--- start of Selected excerpt ---
Sarah Coles, senior personal finance analyst, Hargreaves Lansdown said: “Domestic abuse doesn’t always involve the kind of drama we’ve come to expect from soap opera storylines. Sometimes it’s a slow and steady escalation of behaviour that makes it difficult to spot, both when you’re in a relationship, and when you’re looking out for your friends and family. Financial abuse can be eating away at someone’s mental and financial resilience, without anyone realising what’s going on, so we all need to know the signs.”
Five signs of financial abuse
There are several signs to watch out for if you think you might be a victim of financial abuse, or you might know someone who is.
1) Your partner or someone else close to you wants to take control of your bank account and manage your money on your behalf
2) You have to ask for money to cover household expenses
3) You don’t know what is going on financially, because your abuser withholds information about money matters
4) You are forced to hand over your salary or any benefits you receive
5) You’re given a strict spending budget which you have had no say in
Of course, there are plenty of other ways you might end up being financially controlled and abused, but if someone else has taken charge of your money without your input, this is a clear indicator that something is wrong.
Where to go for help
If you are being financially controlled by someone or are subject to coercive behaviour, seek help.
Financial abuse can often lead to other types of abuse, so if you are in immediate danger all the police on 999. If you are not in immediate danger but are worried about about your safety, you can call the National Domestic Abuse Helpline on 0808 2000 247. This is a confidential, 24-hour service run by Refuge.
For financial support if you’re a victim of economic abuse, you can contact the Financial Support Line on 0808 1968845 (Monday to Thursday, 9am-1pm and 2pm-5pm). The Line is run in partnership between Surviving Economic Abuse (SEA) and Money Advice Plus and calls are free of charge.
The Surviving Economic Abuse website has lots of useful information on what to do if you need help, or if you’re supporting someone who’s a victim of financial abuse.
--- end of Selected excerpt ---
--- start of Information supplied ---
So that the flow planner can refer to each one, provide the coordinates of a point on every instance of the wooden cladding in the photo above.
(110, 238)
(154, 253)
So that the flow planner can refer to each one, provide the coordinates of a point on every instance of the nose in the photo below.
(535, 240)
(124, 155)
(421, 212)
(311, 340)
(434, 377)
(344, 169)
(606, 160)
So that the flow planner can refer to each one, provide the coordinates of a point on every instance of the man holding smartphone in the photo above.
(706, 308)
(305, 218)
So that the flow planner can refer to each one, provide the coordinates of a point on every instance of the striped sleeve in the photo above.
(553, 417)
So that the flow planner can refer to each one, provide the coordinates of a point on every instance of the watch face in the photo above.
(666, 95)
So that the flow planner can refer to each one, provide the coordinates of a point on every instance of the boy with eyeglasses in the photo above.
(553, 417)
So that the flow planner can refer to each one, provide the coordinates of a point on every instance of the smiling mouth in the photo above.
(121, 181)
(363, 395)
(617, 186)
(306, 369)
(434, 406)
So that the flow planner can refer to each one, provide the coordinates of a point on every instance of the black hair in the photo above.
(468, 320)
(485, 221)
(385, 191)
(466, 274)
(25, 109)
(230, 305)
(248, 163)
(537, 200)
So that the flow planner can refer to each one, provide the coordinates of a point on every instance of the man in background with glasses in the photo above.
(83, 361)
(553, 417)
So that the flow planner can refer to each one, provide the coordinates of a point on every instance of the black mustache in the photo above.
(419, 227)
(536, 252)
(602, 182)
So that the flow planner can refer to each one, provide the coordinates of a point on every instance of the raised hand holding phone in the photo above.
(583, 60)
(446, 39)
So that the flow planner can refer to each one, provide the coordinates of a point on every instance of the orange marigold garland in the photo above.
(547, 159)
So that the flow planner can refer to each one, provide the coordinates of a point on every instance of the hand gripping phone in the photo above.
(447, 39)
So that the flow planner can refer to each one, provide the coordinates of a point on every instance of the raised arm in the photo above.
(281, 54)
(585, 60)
--- end of Information supplied ---
Written tasks:
1/ In the financial abuse excerpt, which organization runs the National Domestic Abuse Helpline?
2/ Update the records starting at the line that contains "arm in the photo above." and ending at the end of the records, changing "raised arm" to "lifted arm", and give back only those lines.
The text and the records were taken from separate sources.

Answers for the exercise:
1/ Refuge

2/
So that the flow planner can refer to each one, provide the coordinates of a point on every instance of the lifted arm in the photo above.
(281, 54)
(585, 60)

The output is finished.